Page →
--------------------
FEDERAL PERKINS LOAN PROGRAM
The Federal Perkins Loan Program provides low interest (5%) educational loans to students with financial need. Consideration for Perkins Loans is given to students who complete the financial aid application process by Suffolk Law's priority deadline. The annual maximum Perkins Loan award is $8,000.  The aggregate maximum for Perkins Loans, including all prior debt, is $60,000.  Repayment begins nine months after graduation or if enrollment drops below half-time. The repayment period is determined by the amount borrowed, with a standard period of ten years.
 
FEDERAL DIRECT LOAN PROGRAM
 
Federal Direct Loan Program Information

Direct Lending Frequently Asked Questions

Federal Direct Loan Repayment Calculators

Whether you’re just thinking about taking out a federal student loan or you’ve already received one, it’s important to know just how much you will repay.  Use the U.S. Department of Education's repayment comparison calculator to quickly calculate estimated monthly payment amounts under several repayment plans.

 
FEDERAL DIRECT STAFFORD LOAN PROGRAM

The interest rate for new Federal Direct Stafford Loans is a fixed 6.8%. A fee of 1% will be deducted from the loan amount at disbursement. The annual maximum award amount is $20,500. The aggregate maximum, including all prior Stafford Loan debt, is $138,500 combined for both subsidized and unsubsidized loans.  Repayment begins six months after graduation, after withdrawal, or after enrollment drops below half-time. The standard repayment term is ten years but may be extended through various repayment plans. Beginning with student loan periods that commence on or after July 1, 2012, the Federal Direct Subsidized Stafford Loan will no longer be available to law students.

Unsubsidized Federal Stafford Loan

The Unsubsidized Federal Stafford loan accrues interest while you are enrolled in school and during the grace period. The annual maximum loan amount is $20,500.

Students are notified of their Federal Direct Stafford Loan eligibility as part of their Suffolk University Law School award letter. New students awarded Stafford Loans are required to complete a Federal Direct Stafford Loan Master Promissory Note (MPN).

New students are also required to complete Entrance Counseling prior to the disbursement of any Stafford Loan funds.
--------------------
Entries →
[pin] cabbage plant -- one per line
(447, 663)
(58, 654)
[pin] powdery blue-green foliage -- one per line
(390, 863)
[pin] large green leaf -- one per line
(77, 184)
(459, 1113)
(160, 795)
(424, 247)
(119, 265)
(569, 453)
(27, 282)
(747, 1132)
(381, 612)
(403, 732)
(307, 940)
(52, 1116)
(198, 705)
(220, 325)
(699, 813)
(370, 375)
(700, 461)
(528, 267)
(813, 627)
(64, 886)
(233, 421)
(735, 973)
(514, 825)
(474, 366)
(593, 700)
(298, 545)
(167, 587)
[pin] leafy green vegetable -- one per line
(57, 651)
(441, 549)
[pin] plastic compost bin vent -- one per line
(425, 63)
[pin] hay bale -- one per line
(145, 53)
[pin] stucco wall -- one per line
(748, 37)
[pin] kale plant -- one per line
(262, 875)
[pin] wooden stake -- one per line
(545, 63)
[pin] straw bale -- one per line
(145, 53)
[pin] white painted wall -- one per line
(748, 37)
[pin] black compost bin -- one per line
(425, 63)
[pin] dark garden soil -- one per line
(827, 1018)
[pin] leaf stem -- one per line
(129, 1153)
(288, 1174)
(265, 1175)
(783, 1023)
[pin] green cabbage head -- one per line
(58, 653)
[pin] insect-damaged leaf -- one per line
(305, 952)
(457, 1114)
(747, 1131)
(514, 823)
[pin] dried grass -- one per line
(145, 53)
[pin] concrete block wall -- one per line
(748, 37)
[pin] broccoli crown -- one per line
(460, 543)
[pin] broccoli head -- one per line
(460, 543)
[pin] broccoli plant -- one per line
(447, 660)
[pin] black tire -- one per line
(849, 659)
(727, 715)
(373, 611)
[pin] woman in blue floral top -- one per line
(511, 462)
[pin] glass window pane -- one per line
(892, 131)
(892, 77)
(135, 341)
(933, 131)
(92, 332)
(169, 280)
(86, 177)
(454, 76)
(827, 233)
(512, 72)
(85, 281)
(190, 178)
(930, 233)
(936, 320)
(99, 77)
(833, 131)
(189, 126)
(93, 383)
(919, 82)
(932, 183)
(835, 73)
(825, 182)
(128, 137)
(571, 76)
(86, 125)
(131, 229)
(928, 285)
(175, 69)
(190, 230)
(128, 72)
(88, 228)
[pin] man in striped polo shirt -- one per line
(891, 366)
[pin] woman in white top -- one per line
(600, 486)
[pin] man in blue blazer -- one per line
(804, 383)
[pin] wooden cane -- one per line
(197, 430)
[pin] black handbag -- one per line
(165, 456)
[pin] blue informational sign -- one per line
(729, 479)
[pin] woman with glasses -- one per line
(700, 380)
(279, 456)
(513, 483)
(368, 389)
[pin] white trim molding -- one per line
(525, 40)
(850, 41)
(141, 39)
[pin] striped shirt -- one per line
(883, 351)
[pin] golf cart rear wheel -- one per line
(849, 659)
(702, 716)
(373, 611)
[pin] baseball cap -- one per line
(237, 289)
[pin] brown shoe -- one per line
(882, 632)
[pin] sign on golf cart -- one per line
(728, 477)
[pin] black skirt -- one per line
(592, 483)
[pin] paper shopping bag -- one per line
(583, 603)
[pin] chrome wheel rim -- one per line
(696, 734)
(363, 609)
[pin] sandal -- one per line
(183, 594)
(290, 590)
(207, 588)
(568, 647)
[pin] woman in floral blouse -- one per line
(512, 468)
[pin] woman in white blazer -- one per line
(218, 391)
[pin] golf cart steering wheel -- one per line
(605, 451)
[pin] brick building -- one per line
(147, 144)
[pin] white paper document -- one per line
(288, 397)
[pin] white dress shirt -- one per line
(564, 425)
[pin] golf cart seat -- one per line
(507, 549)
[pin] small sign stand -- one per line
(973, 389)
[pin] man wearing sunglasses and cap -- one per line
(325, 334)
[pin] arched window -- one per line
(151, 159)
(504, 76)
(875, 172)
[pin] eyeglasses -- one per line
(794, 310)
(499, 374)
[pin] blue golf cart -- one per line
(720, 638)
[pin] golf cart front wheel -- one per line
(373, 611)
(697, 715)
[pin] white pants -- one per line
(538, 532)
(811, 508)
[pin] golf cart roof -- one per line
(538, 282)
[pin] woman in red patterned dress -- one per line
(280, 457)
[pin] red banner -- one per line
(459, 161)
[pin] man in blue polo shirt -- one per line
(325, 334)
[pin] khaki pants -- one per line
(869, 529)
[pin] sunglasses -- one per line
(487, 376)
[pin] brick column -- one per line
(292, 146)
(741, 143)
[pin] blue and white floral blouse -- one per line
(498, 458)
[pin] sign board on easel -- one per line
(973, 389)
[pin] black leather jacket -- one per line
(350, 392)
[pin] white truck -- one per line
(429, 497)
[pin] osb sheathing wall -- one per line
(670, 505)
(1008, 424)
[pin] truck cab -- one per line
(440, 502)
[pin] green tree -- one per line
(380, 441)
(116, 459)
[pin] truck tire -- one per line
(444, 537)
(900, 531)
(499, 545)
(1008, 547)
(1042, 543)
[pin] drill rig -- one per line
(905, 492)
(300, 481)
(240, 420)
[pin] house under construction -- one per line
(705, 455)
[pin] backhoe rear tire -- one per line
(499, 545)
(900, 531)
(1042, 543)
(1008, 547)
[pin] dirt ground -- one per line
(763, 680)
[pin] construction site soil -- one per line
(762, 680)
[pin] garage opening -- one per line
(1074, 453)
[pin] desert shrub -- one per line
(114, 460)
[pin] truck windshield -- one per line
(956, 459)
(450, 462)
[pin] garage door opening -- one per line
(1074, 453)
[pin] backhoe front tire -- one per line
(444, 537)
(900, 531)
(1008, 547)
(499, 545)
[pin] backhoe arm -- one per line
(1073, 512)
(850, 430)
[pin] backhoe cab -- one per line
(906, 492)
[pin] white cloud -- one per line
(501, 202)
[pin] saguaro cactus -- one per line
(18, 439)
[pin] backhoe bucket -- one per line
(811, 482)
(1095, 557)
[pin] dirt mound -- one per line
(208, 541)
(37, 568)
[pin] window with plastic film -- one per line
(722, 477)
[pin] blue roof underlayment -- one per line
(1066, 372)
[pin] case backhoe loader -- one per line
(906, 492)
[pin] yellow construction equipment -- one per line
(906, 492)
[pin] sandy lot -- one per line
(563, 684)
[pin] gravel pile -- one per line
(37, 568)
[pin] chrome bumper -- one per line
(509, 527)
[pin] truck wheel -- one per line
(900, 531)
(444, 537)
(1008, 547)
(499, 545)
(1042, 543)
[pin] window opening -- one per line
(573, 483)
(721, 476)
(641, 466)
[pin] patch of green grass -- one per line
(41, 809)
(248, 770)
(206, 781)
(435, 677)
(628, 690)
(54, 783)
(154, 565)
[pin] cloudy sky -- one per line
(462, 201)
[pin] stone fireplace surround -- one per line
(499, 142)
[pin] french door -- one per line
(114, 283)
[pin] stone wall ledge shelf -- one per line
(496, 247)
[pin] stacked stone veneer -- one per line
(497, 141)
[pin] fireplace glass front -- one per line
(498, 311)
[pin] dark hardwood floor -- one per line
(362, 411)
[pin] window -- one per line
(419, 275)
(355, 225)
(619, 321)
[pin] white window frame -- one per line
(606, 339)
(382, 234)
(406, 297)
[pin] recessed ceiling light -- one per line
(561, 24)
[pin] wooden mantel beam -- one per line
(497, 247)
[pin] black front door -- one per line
--------------------
What you will do → Update the federal loan text from "Students are notified" to "Promissory Note (MPN)." by replacing "award letter" with "financial aid package". The records have no connection to the text.

Task answer →
Students are notified of their Federal Direct Stafford Loan eligibility as part of their Suffolk University Law School financial aid package. New students awarded Stafford Loans are required to complete a Federal Direct Stafford Loan Master Promissory Note (MPN).